§ **REQUIRED WORK**
Exactly reproduce each line of the listing that follows.

"""

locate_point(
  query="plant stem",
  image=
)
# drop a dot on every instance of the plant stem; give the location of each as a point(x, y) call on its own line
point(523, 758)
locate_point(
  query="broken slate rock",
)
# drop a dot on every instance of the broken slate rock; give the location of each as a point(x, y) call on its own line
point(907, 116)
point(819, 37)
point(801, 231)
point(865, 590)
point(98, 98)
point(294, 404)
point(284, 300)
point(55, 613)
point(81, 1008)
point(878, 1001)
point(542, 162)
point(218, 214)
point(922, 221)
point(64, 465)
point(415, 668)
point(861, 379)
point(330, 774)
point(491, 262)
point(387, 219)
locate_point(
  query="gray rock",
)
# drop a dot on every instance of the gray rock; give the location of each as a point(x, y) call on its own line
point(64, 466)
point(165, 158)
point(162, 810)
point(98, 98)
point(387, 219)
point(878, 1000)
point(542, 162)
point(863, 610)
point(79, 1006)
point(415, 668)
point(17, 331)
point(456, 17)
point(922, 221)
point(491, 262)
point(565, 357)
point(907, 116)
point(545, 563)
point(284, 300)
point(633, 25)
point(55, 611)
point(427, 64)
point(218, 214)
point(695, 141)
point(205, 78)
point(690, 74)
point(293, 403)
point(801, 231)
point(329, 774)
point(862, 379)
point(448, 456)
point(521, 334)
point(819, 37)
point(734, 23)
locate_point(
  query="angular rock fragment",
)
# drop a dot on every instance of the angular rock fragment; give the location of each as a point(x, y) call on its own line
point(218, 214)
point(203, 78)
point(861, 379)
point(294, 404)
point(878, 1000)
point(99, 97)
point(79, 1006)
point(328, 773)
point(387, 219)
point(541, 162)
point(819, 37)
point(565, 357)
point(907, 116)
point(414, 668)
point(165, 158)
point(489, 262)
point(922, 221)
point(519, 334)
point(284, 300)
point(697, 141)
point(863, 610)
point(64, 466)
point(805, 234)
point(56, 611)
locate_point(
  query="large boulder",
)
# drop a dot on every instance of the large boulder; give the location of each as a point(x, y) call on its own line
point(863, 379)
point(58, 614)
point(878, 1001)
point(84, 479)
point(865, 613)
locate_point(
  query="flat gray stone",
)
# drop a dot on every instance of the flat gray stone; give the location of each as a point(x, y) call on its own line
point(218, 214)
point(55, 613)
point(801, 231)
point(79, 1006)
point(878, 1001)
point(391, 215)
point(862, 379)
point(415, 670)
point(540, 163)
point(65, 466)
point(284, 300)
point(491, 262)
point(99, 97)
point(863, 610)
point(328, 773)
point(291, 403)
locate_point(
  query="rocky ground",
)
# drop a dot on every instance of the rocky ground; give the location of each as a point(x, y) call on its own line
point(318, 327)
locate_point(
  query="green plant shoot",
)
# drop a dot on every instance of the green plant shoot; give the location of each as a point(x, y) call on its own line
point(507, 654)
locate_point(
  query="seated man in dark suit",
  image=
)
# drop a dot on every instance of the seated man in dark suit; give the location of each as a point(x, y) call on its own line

"""

§ **CORRECT RESPONSE**
locate_point(
  query="plant stem",
  image=
)
# drop a dot on every instance of the plant stem; give the location of each as a point(x, y) call on its own line
point(523, 758)
locate_point(
  query="broken slate rock",
)
# drop a dot on every instance of the broken slate rock; give the location of each as a point(x, y) call on its own line
point(907, 116)
point(819, 37)
point(801, 231)
point(865, 590)
point(98, 98)
point(294, 404)
point(284, 300)
point(55, 613)
point(81, 1008)
point(878, 1001)
point(542, 162)
point(218, 214)
point(922, 221)
point(64, 465)
point(415, 668)
point(861, 379)
point(330, 774)
point(491, 262)
point(387, 219)
locate_point(
  query="gray rock",
)
# drop a dot on every instance of the gray rock; give the location of each as a point(x, y) call on its own line
point(64, 466)
point(165, 158)
point(162, 810)
point(98, 98)
point(387, 219)
point(878, 1000)
point(542, 162)
point(863, 610)
point(79, 1006)
point(415, 668)
point(17, 331)
point(456, 17)
point(922, 221)
point(491, 262)
point(565, 357)
point(907, 116)
point(545, 563)
point(284, 300)
point(633, 25)
point(55, 611)
point(427, 64)
point(218, 214)
point(695, 141)
point(205, 78)
point(690, 74)
point(293, 403)
point(801, 231)
point(329, 774)
point(862, 379)
point(448, 456)
point(521, 334)
point(819, 37)
point(734, 23)
locate_point(
  query="angular rock fragment",
)
# drop a dot on every instance of the angular rock fragment; give the location of each as a point(x, y) call on its own line
point(218, 214)
point(203, 78)
point(861, 379)
point(294, 404)
point(878, 1000)
point(99, 97)
point(79, 1006)
point(328, 773)
point(387, 219)
point(541, 162)
point(819, 37)
point(565, 357)
point(907, 116)
point(414, 668)
point(165, 158)
point(489, 262)
point(922, 221)
point(519, 334)
point(284, 300)
point(697, 141)
point(863, 610)
point(64, 466)
point(805, 234)
point(56, 611)
locate_point(
  query="large boulder",
)
# drop a dot on every instance of the large boulder; give the location of each as a point(x, y) call on its own line
point(863, 379)
point(58, 614)
point(878, 1001)
point(84, 479)
point(865, 613)
locate_point(
  query="flat gray stone",
)
# drop a dot on every instance of the flat gray stone; give the location of each as a point(x, y) call on its own line
point(218, 214)
point(55, 613)
point(801, 231)
point(79, 1006)
point(878, 1001)
point(391, 215)
point(862, 379)
point(415, 670)
point(540, 163)
point(65, 466)
point(284, 300)
point(491, 262)
point(99, 97)
point(863, 610)
point(328, 773)
point(291, 403)
locate_point(
  query="rocky ground",
)
# drop a dot on every instance of the rocky ground; give the location of each as a point(x, y) call on its own line
point(318, 327)
locate_point(
  query="green plant shoot",
)
# drop a dot on every instance of the green plant shoot; give the location of each as a point(x, y) call on its own line
point(507, 654)
locate_point(
  query="seated man in dark suit",
  image=
)
# drop a dot on every instance of the seated man in dark suit; give the location of each as a point(x, y) call on its own line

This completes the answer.